TASK DIRECTIONS:
Extract each line of the records below that contains the string "before", and reproduce those lines without alteration.

-- BEGIN DATA --

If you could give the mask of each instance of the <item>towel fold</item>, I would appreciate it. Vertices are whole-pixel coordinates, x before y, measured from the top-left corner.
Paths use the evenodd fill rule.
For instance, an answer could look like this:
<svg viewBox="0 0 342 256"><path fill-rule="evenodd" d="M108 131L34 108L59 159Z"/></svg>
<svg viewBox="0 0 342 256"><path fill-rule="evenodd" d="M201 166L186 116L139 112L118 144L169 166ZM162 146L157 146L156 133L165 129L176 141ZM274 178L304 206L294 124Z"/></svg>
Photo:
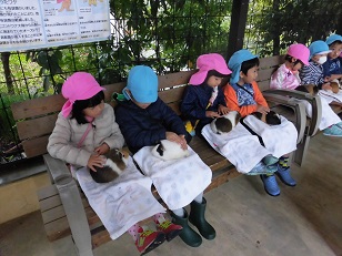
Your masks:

-- END DATA --
-- BEGIN DATA --

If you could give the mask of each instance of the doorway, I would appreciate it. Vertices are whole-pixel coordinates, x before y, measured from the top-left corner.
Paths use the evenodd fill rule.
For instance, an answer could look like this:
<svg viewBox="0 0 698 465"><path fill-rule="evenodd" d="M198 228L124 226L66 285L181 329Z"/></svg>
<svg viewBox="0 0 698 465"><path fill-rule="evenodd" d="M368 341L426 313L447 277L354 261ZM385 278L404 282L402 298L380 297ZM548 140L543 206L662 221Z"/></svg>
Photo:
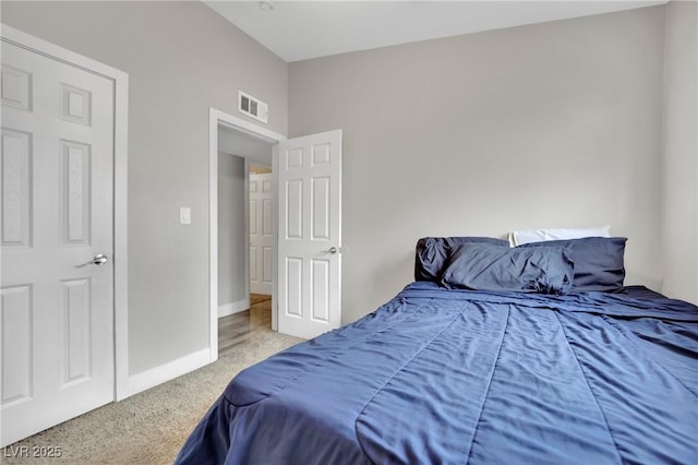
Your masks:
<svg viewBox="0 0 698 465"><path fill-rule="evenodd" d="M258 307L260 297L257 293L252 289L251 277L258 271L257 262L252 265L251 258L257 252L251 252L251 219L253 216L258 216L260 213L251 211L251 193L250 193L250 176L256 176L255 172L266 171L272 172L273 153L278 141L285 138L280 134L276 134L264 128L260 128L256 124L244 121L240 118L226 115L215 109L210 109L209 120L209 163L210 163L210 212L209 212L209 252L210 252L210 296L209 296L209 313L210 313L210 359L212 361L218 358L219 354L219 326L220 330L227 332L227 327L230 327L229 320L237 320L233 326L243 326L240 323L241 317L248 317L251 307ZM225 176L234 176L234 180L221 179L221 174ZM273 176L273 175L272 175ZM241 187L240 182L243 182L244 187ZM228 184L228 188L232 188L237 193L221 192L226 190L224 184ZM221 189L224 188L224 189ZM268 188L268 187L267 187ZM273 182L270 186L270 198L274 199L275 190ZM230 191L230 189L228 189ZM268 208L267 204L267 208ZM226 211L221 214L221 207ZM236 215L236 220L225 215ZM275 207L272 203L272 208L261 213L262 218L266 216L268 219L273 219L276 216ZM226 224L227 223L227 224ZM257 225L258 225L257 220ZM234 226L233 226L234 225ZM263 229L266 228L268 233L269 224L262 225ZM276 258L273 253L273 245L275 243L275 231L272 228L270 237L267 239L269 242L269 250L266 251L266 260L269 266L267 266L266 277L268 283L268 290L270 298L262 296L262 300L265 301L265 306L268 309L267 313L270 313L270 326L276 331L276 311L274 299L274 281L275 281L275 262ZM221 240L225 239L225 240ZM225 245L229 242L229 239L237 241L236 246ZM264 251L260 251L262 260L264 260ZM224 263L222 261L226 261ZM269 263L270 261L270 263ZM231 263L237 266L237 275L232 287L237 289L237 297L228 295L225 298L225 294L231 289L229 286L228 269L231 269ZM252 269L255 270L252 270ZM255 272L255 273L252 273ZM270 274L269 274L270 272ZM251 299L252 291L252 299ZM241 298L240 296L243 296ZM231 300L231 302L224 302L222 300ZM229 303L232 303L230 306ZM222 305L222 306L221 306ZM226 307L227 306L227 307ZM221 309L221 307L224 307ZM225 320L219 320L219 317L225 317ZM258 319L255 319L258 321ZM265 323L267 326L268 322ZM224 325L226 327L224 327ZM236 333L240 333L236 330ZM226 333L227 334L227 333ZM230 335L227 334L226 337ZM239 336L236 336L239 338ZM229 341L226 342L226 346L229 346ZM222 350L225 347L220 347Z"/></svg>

-- END DATA --

RESULT OF THE EXERCISE:
If you could give the mask of each instance of the <item>towel fold</item>, I would appreciate it. Vertices are whole-pixel coordinates, x before y, measured from the top-left corner.
If you could give the mask of each instance of the doorway, I would appreciate it. Vertices are whole-pixel coordinates, x before y, measured from the top-left corner.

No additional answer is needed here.